> [Extract provided]
━━━

First published 29 October 2015
Just when the ringing of the words 'I stopped the boats' had finally subsided and you were getting used to the idea of business agility and economic innovation as the key battlegrounds for the next few years, who should pop back up but the former Prime Minister and Culture Warrior in Chief, Tony Abbott.
Abbott's Margaret Thatcher memorial speech — in which the words 'a hint of Thatcher about my government' were used with apparently no irony whatsoever — was a truly stunning example of revisionism, hubris, and utterly confused ideology.
If you haven't read about it yet, you'll no doubt be shocked to learn that the focus of the speech was on stopping the boats, how Abbott stopped the boats, how Europe should stop the boats (or like, buses, I guess), and why stopping the boats is a moral imperative.
And it's this question of moral imperative that is particularly interesting. Abbott suggested that 'the safety and prosperity that exists almost uniquely in Western countries' is not an 'accident of history' but rather the product of 'values painstakingly discerned and refined'.

━━━

> [Required actions]
(a) From the piece on Tony Abbott's Thatcher speech, echo everything from "First published 29" down to "a moral imperative.".
(b) In the piece on Tony Abbott's Thatcher speech, what did Abbott say the safety and prosperity of Western countries is the product of, rather than an accident of history?

━━━

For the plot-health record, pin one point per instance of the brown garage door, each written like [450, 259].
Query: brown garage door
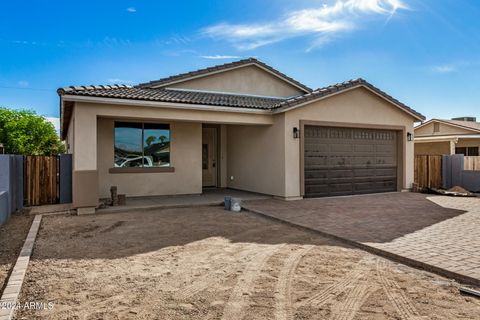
[344, 161]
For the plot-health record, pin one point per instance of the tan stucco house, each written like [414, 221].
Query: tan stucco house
[445, 137]
[241, 125]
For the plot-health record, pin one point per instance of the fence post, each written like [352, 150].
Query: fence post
[65, 174]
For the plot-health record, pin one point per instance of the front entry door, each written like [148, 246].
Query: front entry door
[209, 157]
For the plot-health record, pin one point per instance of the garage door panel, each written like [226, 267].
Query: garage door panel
[342, 161]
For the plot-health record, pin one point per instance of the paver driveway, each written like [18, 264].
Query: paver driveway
[443, 232]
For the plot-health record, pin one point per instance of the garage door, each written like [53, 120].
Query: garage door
[344, 161]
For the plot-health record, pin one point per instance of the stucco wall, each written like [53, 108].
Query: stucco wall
[468, 143]
[358, 106]
[256, 157]
[185, 153]
[250, 80]
[91, 148]
[432, 148]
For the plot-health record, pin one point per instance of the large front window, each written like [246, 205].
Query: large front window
[142, 144]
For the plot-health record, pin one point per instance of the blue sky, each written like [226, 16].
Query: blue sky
[426, 53]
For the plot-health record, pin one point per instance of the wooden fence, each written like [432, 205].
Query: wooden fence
[471, 163]
[41, 180]
[428, 171]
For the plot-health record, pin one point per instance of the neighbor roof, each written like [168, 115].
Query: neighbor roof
[223, 67]
[470, 125]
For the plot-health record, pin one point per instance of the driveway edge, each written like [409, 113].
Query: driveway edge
[15, 280]
[385, 254]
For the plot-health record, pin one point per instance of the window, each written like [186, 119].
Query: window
[142, 145]
[467, 151]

━━━

> [Task answers]
(a)
First published 29 October 2015
Just when the ringing of the words 'I stopped the boats' had finally subsided and you were getting used to the idea of business agility and economic innovation as the key battlegrounds for the next few years, who should pop back up but the former Prime Minister and Culture Warrior in Chief, Tony Abbott.
Abbott's Margaret Thatcher memorial speech — in which the words 'a hint of Thatcher about my government' were used with apparently no irony whatsoever — was a truly stunning example of revisionism, hubris, and utterly confused ideology.
If you haven't read about it yet, you'll no doubt be shocked to learn that the focus of the speech was on stopping the boats, how Abbott stopped the boats, how Europe should stop the boats (or like, buses, I guess), and why stopping the boats is a moral imperative.

(b) Values painstakingly discerned and refined.